• **Activity list**:
(A) Retype everything in the Brett Whiteley article from "The same Gersaint" down to "be laboriously described.".
(B) Condense the paragraph of the Brett Whiteley article that begins "One of Antoine Watteau’s most fascinating paintings" into a shorter version that keeps its main facts.

• **Text**:
○ ○ ○ ○ ○
Brett Whiteley catalogue reveals skills of one of our great painters
Over the last few years a number of dubious artworld figures — often with previous form in the business — have been involved in passing off fake Whiteleys.
One of Antoine Watteau’s most fascinating paintings is L’Enseigne de Gersaint, made in 1720 only months before his death and today in the Charlottenburg in Berlin. It was intended as a sign to hang outside the shop of his friend, the art dealer Edmé-François Gersaint, and depicts its bustling interior, with collectors and connoisseurs examining pictures for sale or watching their purchases being packed for delivery.
The same Gersaint became, in 1751, the posthumous author of what is said to be the first catalogue raisonné, that is to say an exhaustive listing of all the works — or works in a particular medium — reliably attributable to a single artist. Gersaint’s Catalogue raisonné de toutes les pièces qui forment l’oeuvre de Rembrandt, despite its title, is in fact concerned only with his prints. The book can be read online, but it is not illustrated, so each piece has to be laboriously described.
○ ○ ○ ○ ○
• **Source material**:

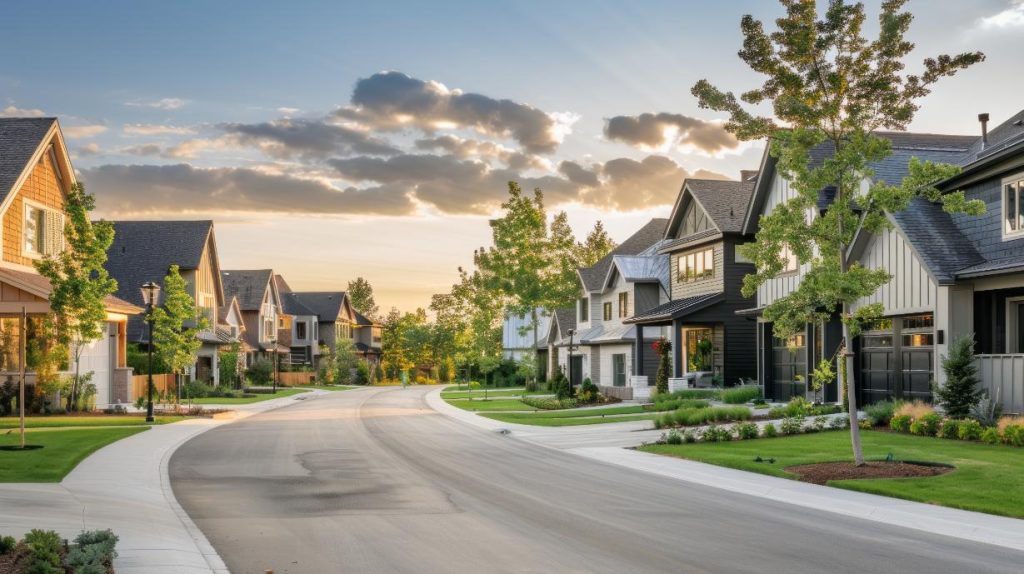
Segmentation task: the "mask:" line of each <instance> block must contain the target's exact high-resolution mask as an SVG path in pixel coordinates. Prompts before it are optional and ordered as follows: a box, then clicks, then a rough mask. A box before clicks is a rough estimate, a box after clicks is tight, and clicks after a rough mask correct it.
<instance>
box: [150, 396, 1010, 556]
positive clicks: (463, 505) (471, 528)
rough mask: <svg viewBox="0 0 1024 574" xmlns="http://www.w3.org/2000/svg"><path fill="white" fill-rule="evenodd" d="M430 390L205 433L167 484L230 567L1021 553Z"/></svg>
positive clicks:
○ ○ ○ ○ ○
• **Responses by item number**:
(A)
The same Gersaint became, in 1751, the posthumous author of what is said to be the first catalogue raisonné, that is to say an exhaustive listing of all the works — or works in a particular medium — reliably attributable to a single artist. Gersaint’s Catalogue raisonné de toutes les pièces qui forment l’oeuvre de Rembrandt, despite its title, is in fact concerned only with his prints. The book can be read online, but it is not illustrated, so each piece has to be laboriously described.

(B) Watteau painted L’Enseigne de Gersaint in 1720, only months before his death, and it now hangs in the Charlottenburg in Berlin. He made it as a sign for the shop of his friend, the art dealer Edmé-François Gersaint. It shows the busy shop, where collectors and connoisseurs examine pictures for sale or watch their purchases being packed for delivery.